#### WHAT YOU HAVE TO DO:
In the records below, begin at the line that has "Pin each instance of the sky" and stop at the end of the records. Rewrite those lines with "shelf-audit tool" changed to "catalog tool" throughout, keeping everything else identical.

--- begin DATA LISTING ---

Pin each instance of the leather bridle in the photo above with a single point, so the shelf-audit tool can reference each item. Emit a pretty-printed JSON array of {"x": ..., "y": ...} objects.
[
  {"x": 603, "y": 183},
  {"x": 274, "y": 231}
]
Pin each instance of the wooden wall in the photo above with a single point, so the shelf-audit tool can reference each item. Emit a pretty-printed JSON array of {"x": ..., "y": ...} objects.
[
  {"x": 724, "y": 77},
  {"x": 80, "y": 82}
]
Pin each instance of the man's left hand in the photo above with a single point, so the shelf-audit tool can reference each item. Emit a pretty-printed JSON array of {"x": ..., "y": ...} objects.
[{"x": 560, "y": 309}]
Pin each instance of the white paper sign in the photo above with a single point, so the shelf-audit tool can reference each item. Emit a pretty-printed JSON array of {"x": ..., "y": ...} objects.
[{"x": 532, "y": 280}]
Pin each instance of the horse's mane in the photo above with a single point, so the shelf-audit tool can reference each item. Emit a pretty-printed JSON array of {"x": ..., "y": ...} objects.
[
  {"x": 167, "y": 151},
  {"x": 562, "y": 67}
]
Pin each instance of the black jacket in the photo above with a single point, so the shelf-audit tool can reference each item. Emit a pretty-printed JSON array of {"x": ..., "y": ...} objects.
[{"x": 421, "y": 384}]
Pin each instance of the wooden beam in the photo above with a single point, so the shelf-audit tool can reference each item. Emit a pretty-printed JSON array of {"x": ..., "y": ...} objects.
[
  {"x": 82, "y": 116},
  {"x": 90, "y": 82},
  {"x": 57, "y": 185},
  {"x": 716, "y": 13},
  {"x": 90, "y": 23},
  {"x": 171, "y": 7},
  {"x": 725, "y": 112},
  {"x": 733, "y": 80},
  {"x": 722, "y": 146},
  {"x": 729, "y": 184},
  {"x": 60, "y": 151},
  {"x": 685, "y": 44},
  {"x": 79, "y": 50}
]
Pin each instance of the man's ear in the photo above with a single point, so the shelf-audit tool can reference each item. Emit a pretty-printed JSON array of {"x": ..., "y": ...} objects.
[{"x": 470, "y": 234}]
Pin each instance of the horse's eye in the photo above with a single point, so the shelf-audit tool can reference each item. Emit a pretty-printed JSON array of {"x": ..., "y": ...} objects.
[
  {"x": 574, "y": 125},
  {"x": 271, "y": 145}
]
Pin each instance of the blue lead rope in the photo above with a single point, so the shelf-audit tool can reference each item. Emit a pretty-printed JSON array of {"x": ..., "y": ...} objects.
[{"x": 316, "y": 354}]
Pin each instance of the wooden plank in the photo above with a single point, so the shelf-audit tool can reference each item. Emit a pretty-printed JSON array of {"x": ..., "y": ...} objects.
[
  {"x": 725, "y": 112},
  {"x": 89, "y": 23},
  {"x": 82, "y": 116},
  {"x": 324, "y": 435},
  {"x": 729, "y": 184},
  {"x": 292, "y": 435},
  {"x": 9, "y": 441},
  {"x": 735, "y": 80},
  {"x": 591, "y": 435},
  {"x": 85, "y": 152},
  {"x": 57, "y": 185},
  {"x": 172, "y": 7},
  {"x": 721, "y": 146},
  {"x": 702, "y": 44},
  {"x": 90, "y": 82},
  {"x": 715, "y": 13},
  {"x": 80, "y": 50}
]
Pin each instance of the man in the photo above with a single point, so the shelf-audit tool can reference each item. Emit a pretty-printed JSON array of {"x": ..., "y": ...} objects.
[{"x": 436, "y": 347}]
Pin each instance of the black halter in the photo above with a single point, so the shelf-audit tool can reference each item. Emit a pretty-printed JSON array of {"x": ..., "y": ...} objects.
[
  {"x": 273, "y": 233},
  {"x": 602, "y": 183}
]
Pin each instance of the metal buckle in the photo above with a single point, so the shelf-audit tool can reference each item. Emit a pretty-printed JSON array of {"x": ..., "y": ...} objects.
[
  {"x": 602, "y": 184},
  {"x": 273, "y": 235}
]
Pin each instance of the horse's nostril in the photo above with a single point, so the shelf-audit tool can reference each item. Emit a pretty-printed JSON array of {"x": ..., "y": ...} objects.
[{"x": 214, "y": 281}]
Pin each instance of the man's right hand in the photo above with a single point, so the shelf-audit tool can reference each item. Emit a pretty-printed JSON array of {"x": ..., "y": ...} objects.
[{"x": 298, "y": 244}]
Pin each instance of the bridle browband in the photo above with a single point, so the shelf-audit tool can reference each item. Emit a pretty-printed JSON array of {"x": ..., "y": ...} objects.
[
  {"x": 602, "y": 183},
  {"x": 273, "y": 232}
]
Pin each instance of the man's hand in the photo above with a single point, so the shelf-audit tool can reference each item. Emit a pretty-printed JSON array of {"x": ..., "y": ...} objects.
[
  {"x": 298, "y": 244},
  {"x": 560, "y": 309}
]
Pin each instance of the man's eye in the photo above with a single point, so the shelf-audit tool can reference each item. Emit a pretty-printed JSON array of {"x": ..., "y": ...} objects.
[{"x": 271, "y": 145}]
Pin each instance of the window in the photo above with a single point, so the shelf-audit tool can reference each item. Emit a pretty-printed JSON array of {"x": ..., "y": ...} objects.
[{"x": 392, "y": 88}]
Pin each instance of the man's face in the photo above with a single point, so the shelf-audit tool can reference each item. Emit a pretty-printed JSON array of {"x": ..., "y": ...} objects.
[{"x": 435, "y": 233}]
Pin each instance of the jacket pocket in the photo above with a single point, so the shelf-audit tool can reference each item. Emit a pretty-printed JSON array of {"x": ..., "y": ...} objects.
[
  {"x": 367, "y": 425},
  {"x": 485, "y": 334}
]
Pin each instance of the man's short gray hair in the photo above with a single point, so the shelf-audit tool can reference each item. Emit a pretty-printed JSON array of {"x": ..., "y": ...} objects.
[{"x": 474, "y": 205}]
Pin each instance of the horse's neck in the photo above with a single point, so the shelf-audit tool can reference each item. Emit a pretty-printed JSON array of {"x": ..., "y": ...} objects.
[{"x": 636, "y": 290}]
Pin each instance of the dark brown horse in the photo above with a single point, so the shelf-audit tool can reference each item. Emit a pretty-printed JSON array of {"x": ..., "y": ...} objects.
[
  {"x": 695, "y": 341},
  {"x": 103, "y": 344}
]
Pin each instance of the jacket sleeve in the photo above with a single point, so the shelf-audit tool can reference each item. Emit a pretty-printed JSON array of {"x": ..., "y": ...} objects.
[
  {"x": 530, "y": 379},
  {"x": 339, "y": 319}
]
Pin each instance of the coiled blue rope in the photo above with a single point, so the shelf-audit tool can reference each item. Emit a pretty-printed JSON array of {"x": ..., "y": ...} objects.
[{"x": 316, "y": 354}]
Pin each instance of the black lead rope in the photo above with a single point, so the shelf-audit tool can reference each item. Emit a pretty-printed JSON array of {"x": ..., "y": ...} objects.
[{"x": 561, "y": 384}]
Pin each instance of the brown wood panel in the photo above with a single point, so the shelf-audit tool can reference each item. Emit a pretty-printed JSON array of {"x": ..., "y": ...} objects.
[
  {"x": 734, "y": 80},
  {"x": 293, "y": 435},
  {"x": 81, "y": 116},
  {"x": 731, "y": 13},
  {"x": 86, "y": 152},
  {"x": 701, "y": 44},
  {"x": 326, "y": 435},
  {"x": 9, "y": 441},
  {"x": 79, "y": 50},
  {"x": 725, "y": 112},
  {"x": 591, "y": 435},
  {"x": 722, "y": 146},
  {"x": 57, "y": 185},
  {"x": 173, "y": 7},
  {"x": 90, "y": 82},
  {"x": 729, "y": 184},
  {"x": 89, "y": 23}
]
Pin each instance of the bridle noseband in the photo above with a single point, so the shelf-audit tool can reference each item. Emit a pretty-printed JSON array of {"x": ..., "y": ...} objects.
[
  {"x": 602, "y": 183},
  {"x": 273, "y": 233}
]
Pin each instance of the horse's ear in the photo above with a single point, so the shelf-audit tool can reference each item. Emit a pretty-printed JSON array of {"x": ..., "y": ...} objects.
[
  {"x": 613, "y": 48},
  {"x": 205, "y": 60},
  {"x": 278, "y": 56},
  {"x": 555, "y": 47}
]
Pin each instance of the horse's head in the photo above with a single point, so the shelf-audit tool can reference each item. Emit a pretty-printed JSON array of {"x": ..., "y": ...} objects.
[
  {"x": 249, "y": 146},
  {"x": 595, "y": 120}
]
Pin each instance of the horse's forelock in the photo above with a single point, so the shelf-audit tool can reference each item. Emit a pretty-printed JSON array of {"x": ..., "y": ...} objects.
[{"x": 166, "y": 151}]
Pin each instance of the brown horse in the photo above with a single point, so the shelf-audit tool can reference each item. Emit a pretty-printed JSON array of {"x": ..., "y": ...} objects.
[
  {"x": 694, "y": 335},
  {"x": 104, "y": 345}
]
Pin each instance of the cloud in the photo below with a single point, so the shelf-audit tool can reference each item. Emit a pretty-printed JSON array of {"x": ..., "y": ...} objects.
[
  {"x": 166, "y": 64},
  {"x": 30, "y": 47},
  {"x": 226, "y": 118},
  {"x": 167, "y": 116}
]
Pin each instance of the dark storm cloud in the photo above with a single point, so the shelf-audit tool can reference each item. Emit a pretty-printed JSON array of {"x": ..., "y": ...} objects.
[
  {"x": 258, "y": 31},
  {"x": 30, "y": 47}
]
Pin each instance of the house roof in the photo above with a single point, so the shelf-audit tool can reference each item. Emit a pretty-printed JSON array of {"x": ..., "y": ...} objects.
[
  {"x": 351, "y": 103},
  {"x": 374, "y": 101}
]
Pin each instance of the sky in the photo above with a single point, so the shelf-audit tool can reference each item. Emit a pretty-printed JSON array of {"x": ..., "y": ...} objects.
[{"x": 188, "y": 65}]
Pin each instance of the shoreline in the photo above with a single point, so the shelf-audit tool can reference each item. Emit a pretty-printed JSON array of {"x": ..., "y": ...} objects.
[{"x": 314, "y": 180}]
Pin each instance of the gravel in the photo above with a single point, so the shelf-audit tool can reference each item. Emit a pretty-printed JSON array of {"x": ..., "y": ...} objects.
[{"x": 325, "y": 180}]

--- end DATA LISTING ---

#### EXERCISE SOLUTION:
Pin each instance of the sky in the photo above with a single point, so the catalog tool can reference each item. Emit a pretty-printed JSON array of {"x": ..., "y": ...} objects.
[{"x": 188, "y": 65}]
Pin each instance of the shoreline in the photo above with a single point, so the catalog tool can reference each item. Emit a pretty-printed JSON array of {"x": ..., "y": ...} objects.
[{"x": 314, "y": 180}]
Pin each instance of the gravel in the photo above with a single point, so the catalog tool can reference each item. Emit a pretty-printed JSON array of {"x": ..., "y": ...} objects.
[{"x": 325, "y": 180}]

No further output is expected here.